Sunday, January 24, 2021

Kwisatz Haderach, give the dog a bone ...

They've actually discovered there were giant prehistoric sand worms. "Giant" meaning about two meters long. They were predatory, lived on the ocean floor, and existed about 20 million years ago. The spice must flow.

Monday, January 18, 2021

Two devastating reviews

 First, David Albert's review of A Universe from Nothing: Why There Is Something Rather Than Nothing by Lawrence Krauss. Here's a link to the review and here's an excerpt from the end of it:


When I was growing up, where I was growing up, there was a critique of religion according to which religion was cruel, and a lie, and a mechanism of enslavement, and something full of loathing and contempt for every­thing essentially human. Maybe that was true and maybe it wasn’t, but it had to do with important things — it had to do, that is, with history, and with suffering, and with the hope of a better world — and it seems like a pity, and more than a pity, and worse than a pity, with all that in the back of one’s head, to think that all that gets offered to us now, by guys like these, in books like this, is the pale, small, silly, nerdy accusation that religion is, I don’t know, dumb.

#### [Supplied material]
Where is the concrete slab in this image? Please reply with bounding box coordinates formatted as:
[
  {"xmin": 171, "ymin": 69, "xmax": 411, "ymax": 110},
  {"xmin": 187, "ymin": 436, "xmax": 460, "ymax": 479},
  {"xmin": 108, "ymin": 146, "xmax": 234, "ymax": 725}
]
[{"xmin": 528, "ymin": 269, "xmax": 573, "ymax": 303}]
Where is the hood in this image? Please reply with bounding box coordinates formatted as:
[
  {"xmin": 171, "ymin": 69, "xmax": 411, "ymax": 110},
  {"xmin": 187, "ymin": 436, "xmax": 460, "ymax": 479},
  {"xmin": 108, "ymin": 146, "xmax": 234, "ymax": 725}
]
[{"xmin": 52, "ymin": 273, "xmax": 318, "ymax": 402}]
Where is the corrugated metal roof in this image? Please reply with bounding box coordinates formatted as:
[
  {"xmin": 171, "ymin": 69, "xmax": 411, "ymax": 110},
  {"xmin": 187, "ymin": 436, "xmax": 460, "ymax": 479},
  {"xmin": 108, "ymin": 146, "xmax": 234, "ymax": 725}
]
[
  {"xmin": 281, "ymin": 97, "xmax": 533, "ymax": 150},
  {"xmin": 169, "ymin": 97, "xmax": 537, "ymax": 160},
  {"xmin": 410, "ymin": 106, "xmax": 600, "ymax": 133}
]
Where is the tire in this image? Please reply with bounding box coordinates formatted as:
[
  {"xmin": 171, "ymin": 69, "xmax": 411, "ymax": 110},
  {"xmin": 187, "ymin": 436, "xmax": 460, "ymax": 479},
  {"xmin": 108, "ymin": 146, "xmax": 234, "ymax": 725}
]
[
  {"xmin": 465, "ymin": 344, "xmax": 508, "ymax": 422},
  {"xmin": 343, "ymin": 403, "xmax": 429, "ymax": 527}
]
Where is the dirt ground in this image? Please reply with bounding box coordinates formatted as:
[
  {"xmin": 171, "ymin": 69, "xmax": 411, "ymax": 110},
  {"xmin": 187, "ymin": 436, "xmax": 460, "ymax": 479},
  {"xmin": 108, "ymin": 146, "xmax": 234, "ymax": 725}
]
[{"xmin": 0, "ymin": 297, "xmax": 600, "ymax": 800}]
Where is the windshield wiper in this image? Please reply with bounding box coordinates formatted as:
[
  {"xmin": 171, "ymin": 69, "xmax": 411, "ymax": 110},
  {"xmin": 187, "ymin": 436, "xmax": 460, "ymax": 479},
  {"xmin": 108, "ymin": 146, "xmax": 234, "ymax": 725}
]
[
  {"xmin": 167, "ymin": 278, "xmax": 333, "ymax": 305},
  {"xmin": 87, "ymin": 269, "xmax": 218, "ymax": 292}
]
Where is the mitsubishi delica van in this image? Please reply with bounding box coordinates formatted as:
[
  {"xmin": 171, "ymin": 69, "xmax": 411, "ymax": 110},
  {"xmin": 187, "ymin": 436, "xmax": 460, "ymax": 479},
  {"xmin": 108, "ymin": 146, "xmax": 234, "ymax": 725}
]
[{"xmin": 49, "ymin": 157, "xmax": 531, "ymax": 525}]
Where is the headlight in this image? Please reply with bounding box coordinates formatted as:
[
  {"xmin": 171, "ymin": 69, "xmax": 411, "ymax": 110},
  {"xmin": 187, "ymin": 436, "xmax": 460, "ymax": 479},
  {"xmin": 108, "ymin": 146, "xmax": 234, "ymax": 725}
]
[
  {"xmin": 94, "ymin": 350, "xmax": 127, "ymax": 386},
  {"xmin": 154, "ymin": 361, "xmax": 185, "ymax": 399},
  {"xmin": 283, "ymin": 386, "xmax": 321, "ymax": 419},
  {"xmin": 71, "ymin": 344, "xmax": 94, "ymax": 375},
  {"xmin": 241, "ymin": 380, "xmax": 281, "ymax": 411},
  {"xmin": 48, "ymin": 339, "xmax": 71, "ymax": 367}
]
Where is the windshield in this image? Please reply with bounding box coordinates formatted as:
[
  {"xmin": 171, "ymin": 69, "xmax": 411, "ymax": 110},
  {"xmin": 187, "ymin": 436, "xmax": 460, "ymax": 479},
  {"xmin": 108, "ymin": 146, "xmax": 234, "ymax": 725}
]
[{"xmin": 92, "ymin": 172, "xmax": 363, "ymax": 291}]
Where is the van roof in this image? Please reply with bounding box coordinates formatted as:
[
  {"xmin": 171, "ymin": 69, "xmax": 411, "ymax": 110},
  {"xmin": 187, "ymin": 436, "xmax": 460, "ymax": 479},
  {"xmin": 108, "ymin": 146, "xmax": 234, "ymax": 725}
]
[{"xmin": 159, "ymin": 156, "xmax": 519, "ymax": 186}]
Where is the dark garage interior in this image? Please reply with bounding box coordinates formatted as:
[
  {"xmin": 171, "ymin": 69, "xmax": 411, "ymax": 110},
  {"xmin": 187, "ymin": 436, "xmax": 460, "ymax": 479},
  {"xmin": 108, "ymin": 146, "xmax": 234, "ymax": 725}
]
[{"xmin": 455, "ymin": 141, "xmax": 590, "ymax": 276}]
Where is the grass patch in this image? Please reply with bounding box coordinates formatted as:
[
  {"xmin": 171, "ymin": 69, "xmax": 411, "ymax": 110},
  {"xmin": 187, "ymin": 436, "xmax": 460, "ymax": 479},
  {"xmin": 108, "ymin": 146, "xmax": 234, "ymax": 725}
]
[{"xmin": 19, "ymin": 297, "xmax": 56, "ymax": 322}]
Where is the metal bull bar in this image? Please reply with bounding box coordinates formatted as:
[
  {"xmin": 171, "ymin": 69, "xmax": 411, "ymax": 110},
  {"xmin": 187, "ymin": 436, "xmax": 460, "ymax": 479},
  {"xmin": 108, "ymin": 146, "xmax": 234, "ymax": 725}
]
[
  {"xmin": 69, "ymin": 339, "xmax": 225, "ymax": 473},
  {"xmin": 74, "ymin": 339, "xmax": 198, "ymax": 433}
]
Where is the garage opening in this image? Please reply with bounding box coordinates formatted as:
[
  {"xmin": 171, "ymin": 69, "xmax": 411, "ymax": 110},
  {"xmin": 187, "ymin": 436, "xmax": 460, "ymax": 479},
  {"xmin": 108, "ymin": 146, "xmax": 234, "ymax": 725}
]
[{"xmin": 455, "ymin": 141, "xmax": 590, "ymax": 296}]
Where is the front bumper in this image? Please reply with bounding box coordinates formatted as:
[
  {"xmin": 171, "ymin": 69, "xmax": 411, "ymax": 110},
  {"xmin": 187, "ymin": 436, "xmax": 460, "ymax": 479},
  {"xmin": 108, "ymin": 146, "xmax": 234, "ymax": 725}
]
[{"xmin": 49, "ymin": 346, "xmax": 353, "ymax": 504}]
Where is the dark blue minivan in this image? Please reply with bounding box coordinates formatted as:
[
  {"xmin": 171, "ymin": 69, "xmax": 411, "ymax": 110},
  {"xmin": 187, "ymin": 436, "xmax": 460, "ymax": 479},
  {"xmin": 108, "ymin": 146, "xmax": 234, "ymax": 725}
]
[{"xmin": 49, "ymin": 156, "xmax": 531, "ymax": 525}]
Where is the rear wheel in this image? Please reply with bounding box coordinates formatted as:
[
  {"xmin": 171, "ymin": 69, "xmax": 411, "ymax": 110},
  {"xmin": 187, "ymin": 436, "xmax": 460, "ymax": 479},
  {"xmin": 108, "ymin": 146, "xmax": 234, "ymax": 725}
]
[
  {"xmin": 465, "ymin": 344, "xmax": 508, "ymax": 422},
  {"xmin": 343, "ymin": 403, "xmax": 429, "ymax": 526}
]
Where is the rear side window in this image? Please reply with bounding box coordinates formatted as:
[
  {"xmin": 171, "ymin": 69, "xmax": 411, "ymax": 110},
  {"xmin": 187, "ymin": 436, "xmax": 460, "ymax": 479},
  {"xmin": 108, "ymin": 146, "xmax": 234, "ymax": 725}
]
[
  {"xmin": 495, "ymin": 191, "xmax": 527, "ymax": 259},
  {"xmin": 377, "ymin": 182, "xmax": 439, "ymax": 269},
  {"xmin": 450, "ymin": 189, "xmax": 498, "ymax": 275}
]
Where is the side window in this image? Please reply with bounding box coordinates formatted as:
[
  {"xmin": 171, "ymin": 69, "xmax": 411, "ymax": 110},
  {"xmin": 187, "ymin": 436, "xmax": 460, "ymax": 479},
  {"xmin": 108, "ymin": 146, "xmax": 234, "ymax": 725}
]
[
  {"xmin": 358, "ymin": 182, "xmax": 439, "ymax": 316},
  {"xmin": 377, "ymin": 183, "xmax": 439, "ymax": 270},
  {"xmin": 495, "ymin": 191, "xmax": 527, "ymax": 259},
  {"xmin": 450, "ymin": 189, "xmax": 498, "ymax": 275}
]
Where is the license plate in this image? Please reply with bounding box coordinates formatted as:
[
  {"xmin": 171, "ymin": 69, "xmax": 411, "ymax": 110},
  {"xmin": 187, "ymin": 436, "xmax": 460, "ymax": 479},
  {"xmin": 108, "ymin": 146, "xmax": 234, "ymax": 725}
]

#### [Your task]
Pick up the blog entry titled "Two devastating reviews" right after the quoted passage that ends "religion is, I don't know, dumb."

#### [Answer area]
Second, Edward Feser's review of From Bacteria to Bach and Back: The Evolution of Minds by Daniel Dennett. Here's a link to the review and here's an excerpt from the beginning of it:


How do you get blood from a stone? Easy. Start by redefining “blood” to mean “a variety of stone.” Next, maintaining as straight a face as possible, dramatically expound upon some trivial respect in which stone is similar to blood. For example, describe how, when a red stone is pulverized and stirred into water, the resulting mixture looks sort of like blood. Condescendingly roll your eyes at your incredulous listener’s insistence that there are other and more important respects in which stone and blood are dissimilar. Accuse him of obscurantism and bad faith. Finally, wax erudite about the latest research in mineralogy, insinuating that it somehow shows that to reject your thesis is to reject Science Itself.

Of course, no one would be fooled by so farcical a procedure. But substitute “mind” for “blood” and “matter” for “stone,” and you have the recipe for Daniel Dennett’s From Bacteria to Bach and Back.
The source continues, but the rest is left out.